→ Texto de la página:
_ _ _ _ _ _ _

Mario J. Viera
Apenas tenía doce años de edad, soñaba con poseer mi arbolito de Navidad; un día encontré botado un arbolito artificial, lo recogí, y como pude lo compuse un poco. Para obtener los adornos necesitaba reunir dinero, por lo que me iba a pie hasta el colegio ahorrando lo que recibía para pagar el pasaje de ómnibus, y guardaba hasta los centavos que me daban para la merienda. De ese modo fui adquiriendo las bolas y otros adornos para mi flamante árbol navideño.
Una vecina me regaló una guirnalda de multicolores luces y me di a la tarea de armar “con todos los hierros” mi preciado arbolito. Mi padre, militante del PSP (comunista) se encogía de hombros viéndome hacer, a mí que era católico. Al año siguiente ya tenía, el mismo arbolito más un Nacimiento que obtuve con mis ahorros de merienda y pasajes y el auxilio de varios vecinos. Para no extenderme, en mi tercera Navidad pude contar con un tremendo pino natural y con todos sus adornos y luces que me había comprado mi padre. Su ateísmo se había rendido ante la alegría y el luminoso mensaje de la Navidad.
Aquellas navidades de mi infancia, mi adolescencia y parte de mi juventud qué maravillosas y alegres eran, si hasta en esos día se olvidaba la pobreza, se echaban a un lado las angustias existenciales y uno se entregaba de lleno al entusiasmo navideño.
Muchas veces nos trasladábamos al pueblo de Morón en la antigua provincia de Camagüey para celebrar en la casa de mis abuelos paternos la Nochebuena. Mi abuelo, un isleño de Canarias, aunque muy liberal en su vida diaria era, en cuanto a la Navidad, un furioso conservador. Exigía que todos sus hijos se reunieran ese día en el comedor de su casa, aquel bohío de techo de guano de palma cana, paredes de tabla de palma real y pisos de cemento coloreados.
Mi abuela, también isleña, refunfuñaba con todo el ajetreo de los preparativos de la cena, reclamando que primero, antes de cenar había que asistir a la Misa del Gallo.
Mi abuelo unía dos mesas grandes y las cubría con todos los manjares habidos o por haber para la fiesta. El lechón asado, en ocasiones hasta dos bien cebados que él mismo criaba, no podía faltar en la comelata. Le encantaba el guineo y sobre la mesa las postas de esa ave nunca faltaban. Congrí, mi abuelo estaba bien “aplatanado”, en cantidades industriales, y arroz blanco y potaje de frijoles negros; plátano maduro frito, plátano verde en tostones o chatinos, abundancia de yuca con mojo, ensalada de lechuga y tomates, y turrones de jijona, de alicante, de yema, y el vino, no podía faltar el vino, vino rojo, vino dulce, vino blanco, todo acompañado con nueces, avellanas, castañas, higos y dátiles.

_ _ _ _ _ _ _

→ Objetivo: ¿Puedes transcribir literalmente el fragmento del relato navideño que va desde "Muchas veces nos" hasta "de cemento coloreados.", ambos incluidos? El listado no interviene en esto.

_ _ _ _ _ _ _

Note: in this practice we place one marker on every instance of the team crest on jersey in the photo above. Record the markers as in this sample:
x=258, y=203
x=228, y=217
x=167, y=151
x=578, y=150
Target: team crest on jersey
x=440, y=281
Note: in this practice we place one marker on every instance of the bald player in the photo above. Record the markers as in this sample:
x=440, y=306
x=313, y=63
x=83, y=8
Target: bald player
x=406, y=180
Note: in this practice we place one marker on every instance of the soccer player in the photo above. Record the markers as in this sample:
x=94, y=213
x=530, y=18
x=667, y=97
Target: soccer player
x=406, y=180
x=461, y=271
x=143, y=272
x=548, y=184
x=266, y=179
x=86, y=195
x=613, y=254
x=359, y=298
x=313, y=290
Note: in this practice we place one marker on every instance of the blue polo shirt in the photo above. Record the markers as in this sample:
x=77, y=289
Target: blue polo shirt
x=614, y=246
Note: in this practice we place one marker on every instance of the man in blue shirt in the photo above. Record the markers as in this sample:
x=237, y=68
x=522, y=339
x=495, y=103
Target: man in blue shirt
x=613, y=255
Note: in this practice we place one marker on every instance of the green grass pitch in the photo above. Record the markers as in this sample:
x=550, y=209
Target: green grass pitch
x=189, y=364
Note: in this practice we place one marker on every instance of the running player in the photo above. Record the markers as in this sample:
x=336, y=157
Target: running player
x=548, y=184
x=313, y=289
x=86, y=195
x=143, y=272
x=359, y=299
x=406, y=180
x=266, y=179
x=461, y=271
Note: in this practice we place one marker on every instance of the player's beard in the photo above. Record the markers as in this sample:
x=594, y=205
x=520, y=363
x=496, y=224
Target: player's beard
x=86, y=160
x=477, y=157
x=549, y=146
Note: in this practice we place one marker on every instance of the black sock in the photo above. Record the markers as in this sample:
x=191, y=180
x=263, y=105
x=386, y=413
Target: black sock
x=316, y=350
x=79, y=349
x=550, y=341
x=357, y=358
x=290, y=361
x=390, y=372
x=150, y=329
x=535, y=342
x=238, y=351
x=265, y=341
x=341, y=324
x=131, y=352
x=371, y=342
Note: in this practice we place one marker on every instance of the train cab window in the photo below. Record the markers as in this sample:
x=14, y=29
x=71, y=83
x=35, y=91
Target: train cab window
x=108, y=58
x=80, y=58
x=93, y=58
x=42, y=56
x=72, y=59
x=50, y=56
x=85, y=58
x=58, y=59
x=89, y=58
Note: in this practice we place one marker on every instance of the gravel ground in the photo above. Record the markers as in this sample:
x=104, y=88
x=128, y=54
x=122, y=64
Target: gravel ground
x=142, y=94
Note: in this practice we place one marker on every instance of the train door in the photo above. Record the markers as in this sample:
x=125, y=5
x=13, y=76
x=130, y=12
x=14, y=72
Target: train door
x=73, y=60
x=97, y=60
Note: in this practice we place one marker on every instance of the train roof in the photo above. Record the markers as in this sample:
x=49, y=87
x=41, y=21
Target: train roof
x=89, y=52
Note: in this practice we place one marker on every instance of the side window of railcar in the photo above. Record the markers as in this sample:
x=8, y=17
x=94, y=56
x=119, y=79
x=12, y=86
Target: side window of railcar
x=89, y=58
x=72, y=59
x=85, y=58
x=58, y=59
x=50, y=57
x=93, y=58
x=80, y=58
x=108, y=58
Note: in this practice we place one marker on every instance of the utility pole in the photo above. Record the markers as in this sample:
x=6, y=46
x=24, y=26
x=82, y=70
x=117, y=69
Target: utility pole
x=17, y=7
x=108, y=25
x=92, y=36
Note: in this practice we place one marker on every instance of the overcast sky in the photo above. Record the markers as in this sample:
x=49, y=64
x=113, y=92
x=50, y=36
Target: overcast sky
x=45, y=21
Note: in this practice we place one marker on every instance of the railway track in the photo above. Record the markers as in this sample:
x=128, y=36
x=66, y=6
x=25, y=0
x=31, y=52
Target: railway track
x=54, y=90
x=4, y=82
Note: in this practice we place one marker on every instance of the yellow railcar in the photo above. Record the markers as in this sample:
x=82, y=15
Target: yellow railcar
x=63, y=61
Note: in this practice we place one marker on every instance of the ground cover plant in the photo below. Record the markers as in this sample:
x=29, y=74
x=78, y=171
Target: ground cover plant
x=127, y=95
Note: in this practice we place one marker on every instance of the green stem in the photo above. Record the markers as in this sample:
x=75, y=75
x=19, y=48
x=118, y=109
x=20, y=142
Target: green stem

_ _ _ _ _ _ _

→ Resultado:
Muchas veces nos trasladábamos al pueblo de Morón en la antigua provincia de Camagüey para celebrar en la casa de mis abuelos paternos la Nochebuena. Mi abuelo, un isleño de Canarias, aunque muy liberal en su vida diaria era, en cuanto a la Navidad, un furioso conservador. Exigía que todos sus hijos se reunieran ese día en el comedor de su casa, aquel bohío de techo de guano de palma cana, paredes de tabla de palma real y pisos de cemento coloreados.